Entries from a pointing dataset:
++++++++++
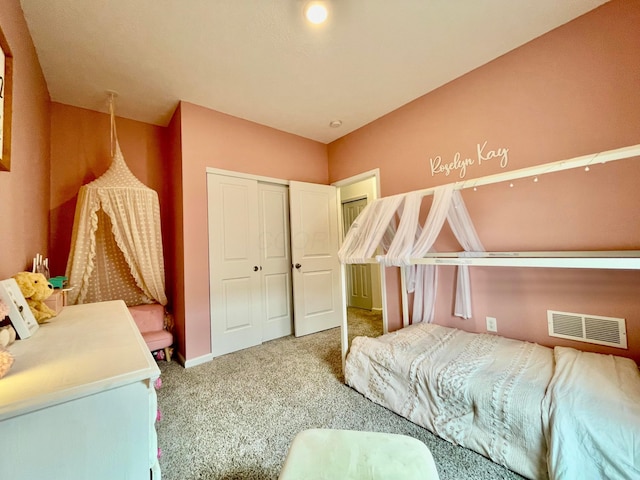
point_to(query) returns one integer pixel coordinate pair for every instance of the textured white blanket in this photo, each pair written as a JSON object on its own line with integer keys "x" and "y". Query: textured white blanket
{"x": 483, "y": 392}
{"x": 593, "y": 405}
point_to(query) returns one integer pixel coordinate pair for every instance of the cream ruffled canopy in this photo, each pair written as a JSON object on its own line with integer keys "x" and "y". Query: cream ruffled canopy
{"x": 116, "y": 247}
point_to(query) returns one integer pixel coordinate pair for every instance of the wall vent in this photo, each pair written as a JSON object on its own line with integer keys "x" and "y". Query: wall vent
{"x": 588, "y": 328}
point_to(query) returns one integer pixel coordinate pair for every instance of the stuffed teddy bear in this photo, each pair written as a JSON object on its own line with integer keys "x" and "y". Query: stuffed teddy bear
{"x": 36, "y": 289}
{"x": 7, "y": 332}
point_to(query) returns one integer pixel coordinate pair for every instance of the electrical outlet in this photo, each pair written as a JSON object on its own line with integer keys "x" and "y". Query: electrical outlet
{"x": 492, "y": 324}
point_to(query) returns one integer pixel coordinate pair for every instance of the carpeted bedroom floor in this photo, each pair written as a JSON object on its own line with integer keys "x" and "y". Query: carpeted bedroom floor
{"x": 235, "y": 417}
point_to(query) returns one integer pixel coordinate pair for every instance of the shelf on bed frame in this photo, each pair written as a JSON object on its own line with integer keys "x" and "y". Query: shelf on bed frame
{"x": 596, "y": 259}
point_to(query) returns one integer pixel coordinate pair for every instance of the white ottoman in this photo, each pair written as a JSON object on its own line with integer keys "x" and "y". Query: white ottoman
{"x": 325, "y": 454}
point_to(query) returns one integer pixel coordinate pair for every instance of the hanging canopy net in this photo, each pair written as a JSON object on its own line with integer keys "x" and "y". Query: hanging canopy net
{"x": 116, "y": 246}
{"x": 375, "y": 229}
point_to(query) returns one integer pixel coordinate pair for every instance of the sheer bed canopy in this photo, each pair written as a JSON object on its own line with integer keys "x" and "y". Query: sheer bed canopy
{"x": 116, "y": 247}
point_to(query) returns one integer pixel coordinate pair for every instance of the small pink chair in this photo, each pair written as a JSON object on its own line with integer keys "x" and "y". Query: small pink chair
{"x": 150, "y": 320}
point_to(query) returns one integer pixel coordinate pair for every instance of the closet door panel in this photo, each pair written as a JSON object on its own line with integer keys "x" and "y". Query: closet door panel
{"x": 234, "y": 260}
{"x": 275, "y": 260}
{"x": 317, "y": 277}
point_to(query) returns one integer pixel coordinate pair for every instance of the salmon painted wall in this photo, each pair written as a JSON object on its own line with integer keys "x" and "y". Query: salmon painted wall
{"x": 174, "y": 246}
{"x": 81, "y": 152}
{"x": 24, "y": 191}
{"x": 571, "y": 92}
{"x": 213, "y": 139}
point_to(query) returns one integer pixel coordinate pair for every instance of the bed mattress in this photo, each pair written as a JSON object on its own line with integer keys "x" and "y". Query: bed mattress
{"x": 483, "y": 392}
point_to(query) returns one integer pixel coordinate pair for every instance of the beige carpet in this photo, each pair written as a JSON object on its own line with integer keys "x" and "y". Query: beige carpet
{"x": 235, "y": 417}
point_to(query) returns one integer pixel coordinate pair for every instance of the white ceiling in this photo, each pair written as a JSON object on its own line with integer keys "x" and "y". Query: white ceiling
{"x": 259, "y": 60}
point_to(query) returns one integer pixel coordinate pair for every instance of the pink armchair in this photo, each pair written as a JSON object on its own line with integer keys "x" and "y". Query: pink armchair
{"x": 150, "y": 320}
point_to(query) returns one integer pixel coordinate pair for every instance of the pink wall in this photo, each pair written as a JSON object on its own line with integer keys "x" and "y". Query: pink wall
{"x": 571, "y": 92}
{"x": 174, "y": 247}
{"x": 80, "y": 153}
{"x": 24, "y": 191}
{"x": 213, "y": 139}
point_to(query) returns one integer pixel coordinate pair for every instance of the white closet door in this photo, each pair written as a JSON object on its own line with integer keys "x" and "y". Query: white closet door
{"x": 234, "y": 261}
{"x": 317, "y": 279}
{"x": 275, "y": 253}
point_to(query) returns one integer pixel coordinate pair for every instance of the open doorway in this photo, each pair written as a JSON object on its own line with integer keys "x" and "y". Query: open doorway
{"x": 363, "y": 282}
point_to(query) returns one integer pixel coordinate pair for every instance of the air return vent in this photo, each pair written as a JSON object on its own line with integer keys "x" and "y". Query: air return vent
{"x": 588, "y": 328}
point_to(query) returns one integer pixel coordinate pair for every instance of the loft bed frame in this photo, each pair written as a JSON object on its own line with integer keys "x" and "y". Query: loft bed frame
{"x": 595, "y": 259}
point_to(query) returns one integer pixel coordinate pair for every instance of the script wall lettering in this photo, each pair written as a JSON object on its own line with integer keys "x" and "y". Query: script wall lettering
{"x": 460, "y": 164}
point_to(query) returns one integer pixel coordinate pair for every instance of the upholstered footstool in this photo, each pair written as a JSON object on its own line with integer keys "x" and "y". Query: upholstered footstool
{"x": 347, "y": 454}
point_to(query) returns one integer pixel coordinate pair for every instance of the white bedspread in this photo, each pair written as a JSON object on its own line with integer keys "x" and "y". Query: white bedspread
{"x": 481, "y": 391}
{"x": 593, "y": 406}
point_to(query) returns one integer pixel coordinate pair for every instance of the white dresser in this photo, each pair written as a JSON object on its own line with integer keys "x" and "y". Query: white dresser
{"x": 79, "y": 400}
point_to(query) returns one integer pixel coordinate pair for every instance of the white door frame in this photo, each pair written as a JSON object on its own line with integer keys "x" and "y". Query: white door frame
{"x": 375, "y": 173}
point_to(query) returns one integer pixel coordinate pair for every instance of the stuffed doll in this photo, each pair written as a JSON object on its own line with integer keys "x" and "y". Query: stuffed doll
{"x": 36, "y": 289}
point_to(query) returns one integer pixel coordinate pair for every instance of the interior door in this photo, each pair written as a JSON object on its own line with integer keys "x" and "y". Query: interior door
{"x": 317, "y": 279}
{"x": 234, "y": 258}
{"x": 358, "y": 275}
{"x": 275, "y": 263}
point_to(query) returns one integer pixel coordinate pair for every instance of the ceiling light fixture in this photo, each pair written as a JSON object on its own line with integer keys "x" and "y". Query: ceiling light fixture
{"x": 316, "y": 12}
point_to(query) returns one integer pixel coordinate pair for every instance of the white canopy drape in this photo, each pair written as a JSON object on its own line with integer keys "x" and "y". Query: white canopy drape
{"x": 116, "y": 247}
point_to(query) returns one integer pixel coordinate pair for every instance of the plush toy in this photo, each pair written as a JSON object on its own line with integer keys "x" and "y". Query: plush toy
{"x": 6, "y": 360}
{"x": 7, "y": 332}
{"x": 7, "y": 335}
{"x": 36, "y": 289}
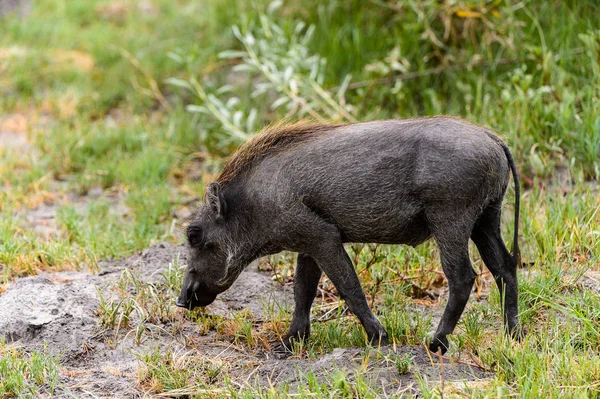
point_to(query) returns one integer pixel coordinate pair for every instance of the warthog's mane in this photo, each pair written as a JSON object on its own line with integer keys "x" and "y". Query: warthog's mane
{"x": 274, "y": 138}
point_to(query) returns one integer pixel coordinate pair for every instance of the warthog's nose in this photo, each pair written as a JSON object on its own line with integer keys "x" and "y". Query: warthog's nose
{"x": 181, "y": 302}
{"x": 194, "y": 296}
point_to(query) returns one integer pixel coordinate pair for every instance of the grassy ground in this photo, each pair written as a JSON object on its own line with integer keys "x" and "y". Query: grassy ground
{"x": 114, "y": 115}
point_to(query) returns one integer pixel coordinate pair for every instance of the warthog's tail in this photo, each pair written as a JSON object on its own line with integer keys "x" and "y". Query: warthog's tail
{"x": 513, "y": 168}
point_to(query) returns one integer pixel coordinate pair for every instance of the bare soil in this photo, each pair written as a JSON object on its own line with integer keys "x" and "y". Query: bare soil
{"x": 59, "y": 310}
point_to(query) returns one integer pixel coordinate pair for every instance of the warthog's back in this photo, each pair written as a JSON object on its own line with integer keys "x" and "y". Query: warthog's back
{"x": 376, "y": 180}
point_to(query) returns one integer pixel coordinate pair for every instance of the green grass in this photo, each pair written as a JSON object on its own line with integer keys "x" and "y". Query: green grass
{"x": 26, "y": 375}
{"x": 126, "y": 106}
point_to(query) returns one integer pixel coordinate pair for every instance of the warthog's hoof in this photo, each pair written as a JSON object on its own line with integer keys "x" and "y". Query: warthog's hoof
{"x": 379, "y": 339}
{"x": 283, "y": 349}
{"x": 518, "y": 333}
{"x": 439, "y": 344}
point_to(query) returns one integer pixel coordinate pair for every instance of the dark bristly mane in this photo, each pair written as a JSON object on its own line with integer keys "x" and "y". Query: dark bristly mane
{"x": 273, "y": 139}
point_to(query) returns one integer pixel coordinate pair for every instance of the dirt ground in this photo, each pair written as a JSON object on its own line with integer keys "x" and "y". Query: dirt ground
{"x": 59, "y": 310}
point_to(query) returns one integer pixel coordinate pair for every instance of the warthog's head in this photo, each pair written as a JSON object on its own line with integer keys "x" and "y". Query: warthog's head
{"x": 210, "y": 270}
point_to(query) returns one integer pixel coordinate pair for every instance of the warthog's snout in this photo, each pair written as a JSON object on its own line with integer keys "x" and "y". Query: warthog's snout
{"x": 194, "y": 296}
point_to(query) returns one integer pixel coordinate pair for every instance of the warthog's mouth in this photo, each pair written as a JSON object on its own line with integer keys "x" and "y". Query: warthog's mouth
{"x": 194, "y": 301}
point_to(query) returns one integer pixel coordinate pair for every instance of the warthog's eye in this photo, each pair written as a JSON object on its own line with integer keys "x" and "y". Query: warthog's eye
{"x": 194, "y": 235}
{"x": 211, "y": 245}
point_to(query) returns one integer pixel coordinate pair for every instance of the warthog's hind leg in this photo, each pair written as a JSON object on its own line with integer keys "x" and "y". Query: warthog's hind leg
{"x": 452, "y": 233}
{"x": 498, "y": 260}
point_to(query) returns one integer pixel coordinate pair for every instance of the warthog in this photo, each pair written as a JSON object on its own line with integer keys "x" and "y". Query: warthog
{"x": 310, "y": 188}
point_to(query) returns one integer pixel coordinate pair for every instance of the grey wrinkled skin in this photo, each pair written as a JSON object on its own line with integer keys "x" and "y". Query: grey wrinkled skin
{"x": 388, "y": 182}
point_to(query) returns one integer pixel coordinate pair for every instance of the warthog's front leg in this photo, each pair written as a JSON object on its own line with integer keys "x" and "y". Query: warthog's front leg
{"x": 336, "y": 264}
{"x": 306, "y": 281}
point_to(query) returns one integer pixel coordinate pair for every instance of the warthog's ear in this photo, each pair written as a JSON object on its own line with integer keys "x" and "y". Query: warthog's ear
{"x": 216, "y": 200}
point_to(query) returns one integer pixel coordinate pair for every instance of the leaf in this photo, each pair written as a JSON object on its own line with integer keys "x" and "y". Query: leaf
{"x": 200, "y": 109}
{"x": 237, "y": 118}
{"x": 179, "y": 83}
{"x": 279, "y": 102}
{"x": 229, "y": 54}
{"x": 250, "y": 120}
{"x": 468, "y": 14}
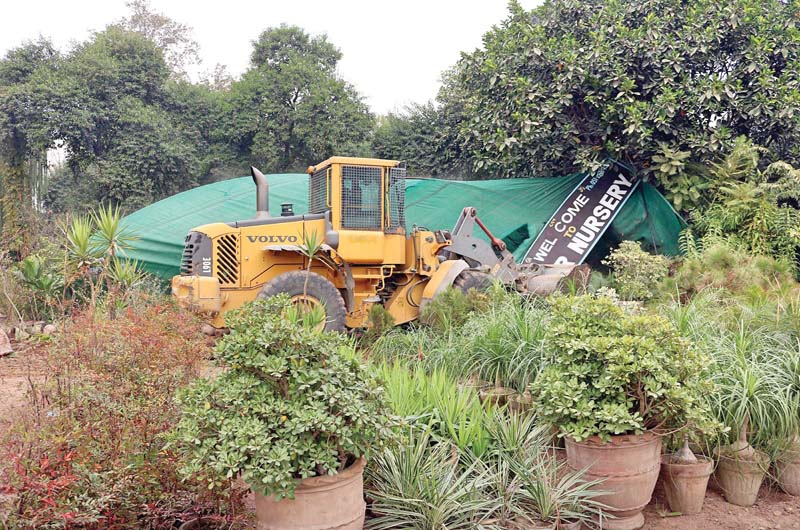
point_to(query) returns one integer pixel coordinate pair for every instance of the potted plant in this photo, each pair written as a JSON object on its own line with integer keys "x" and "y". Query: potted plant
{"x": 754, "y": 401}
{"x": 787, "y": 467}
{"x": 741, "y": 469}
{"x": 294, "y": 413}
{"x": 611, "y": 383}
{"x": 685, "y": 478}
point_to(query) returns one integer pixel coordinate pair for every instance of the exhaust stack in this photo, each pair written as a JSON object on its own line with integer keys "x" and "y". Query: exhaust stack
{"x": 262, "y": 193}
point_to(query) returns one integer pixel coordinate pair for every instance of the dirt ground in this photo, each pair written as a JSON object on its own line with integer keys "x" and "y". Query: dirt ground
{"x": 774, "y": 510}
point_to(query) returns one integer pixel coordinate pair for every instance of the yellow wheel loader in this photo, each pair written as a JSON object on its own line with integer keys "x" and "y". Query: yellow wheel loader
{"x": 366, "y": 255}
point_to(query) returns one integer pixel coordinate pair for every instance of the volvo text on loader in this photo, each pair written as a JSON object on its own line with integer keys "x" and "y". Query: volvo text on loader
{"x": 367, "y": 254}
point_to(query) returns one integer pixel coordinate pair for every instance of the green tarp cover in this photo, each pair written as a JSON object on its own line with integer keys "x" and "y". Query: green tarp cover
{"x": 514, "y": 209}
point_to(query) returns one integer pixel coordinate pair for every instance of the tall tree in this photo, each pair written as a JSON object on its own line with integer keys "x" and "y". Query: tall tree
{"x": 291, "y": 108}
{"x": 665, "y": 84}
{"x": 125, "y": 132}
{"x": 24, "y": 134}
{"x": 173, "y": 38}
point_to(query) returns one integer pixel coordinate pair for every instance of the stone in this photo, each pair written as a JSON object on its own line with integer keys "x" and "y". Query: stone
{"x": 5, "y": 344}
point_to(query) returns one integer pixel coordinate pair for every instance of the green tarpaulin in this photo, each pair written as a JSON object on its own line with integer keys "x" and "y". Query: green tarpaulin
{"x": 514, "y": 209}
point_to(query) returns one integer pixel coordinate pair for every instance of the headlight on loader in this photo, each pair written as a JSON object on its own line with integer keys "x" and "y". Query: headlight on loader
{"x": 200, "y": 294}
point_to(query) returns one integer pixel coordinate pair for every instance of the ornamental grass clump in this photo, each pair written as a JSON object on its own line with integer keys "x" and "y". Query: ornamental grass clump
{"x": 611, "y": 373}
{"x": 293, "y": 403}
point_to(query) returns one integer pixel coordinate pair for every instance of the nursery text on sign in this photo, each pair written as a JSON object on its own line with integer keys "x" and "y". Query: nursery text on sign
{"x": 583, "y": 218}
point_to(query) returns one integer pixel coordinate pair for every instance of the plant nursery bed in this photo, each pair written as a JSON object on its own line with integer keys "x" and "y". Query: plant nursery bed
{"x": 17, "y": 371}
{"x": 774, "y": 510}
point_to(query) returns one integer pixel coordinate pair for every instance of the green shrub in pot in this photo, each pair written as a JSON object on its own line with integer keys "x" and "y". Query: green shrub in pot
{"x": 613, "y": 382}
{"x": 612, "y": 373}
{"x": 292, "y": 403}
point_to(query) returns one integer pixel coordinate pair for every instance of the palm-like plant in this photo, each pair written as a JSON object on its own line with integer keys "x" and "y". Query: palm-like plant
{"x": 420, "y": 486}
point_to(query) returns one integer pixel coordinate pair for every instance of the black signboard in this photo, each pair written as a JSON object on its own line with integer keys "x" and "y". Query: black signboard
{"x": 584, "y": 216}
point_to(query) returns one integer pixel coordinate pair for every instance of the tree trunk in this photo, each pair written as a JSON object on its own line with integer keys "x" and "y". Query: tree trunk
{"x": 14, "y": 199}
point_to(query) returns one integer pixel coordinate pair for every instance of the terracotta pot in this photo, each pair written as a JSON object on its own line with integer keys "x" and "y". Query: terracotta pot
{"x": 496, "y": 395}
{"x": 320, "y": 503}
{"x": 519, "y": 402}
{"x": 787, "y": 471}
{"x": 741, "y": 479}
{"x": 685, "y": 484}
{"x": 628, "y": 466}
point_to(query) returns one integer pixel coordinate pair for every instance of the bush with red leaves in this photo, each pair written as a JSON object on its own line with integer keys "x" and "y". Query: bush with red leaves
{"x": 90, "y": 451}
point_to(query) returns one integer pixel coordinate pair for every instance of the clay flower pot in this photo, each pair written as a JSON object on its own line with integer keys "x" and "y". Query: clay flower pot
{"x": 628, "y": 466}
{"x": 496, "y": 395}
{"x": 685, "y": 483}
{"x": 740, "y": 478}
{"x": 787, "y": 469}
{"x": 320, "y": 503}
{"x": 741, "y": 469}
{"x": 520, "y": 402}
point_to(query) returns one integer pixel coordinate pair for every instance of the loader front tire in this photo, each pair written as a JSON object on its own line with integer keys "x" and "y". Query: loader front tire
{"x": 318, "y": 291}
{"x": 469, "y": 279}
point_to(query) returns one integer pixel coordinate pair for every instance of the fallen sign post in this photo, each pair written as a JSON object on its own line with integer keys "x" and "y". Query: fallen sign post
{"x": 584, "y": 216}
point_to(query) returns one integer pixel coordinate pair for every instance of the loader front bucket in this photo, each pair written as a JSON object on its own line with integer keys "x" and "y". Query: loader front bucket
{"x": 553, "y": 278}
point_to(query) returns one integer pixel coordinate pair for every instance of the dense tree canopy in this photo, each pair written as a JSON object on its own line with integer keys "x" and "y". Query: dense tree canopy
{"x": 291, "y": 108}
{"x": 661, "y": 83}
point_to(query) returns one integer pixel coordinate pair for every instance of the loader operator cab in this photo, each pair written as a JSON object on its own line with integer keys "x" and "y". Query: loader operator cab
{"x": 366, "y": 256}
{"x": 361, "y": 194}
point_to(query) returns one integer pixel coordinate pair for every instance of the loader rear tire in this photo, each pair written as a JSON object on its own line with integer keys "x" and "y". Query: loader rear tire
{"x": 469, "y": 279}
{"x": 318, "y": 290}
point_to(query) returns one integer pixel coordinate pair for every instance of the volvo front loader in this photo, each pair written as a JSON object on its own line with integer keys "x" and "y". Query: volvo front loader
{"x": 367, "y": 255}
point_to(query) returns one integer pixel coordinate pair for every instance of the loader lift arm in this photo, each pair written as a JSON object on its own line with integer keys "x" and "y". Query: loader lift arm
{"x": 494, "y": 258}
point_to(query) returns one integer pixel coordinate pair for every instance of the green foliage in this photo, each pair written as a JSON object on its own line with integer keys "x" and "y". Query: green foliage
{"x": 379, "y": 323}
{"x": 611, "y": 373}
{"x": 718, "y": 266}
{"x": 636, "y": 273}
{"x": 425, "y": 137}
{"x": 291, "y": 107}
{"x": 665, "y": 84}
{"x": 45, "y": 284}
{"x": 753, "y": 210}
{"x": 87, "y": 450}
{"x": 173, "y": 38}
{"x": 451, "y": 308}
{"x": 293, "y": 403}
{"x": 420, "y": 487}
{"x": 454, "y": 441}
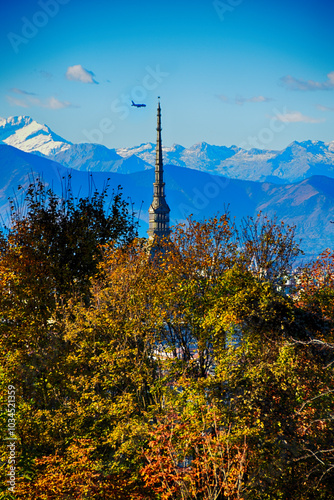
++++++++++
▶ **What is required**: Gather every line in the rows above that contains the word "dense" and copy each one out.

▶ **Response to the task**:
point_to(query) returns one integer pixel coordinate pair for every instance of the dense tree canopy in this photo, each pair written as a JSON object on its own line with integer keys "x" and "y". Query: dense tree canopy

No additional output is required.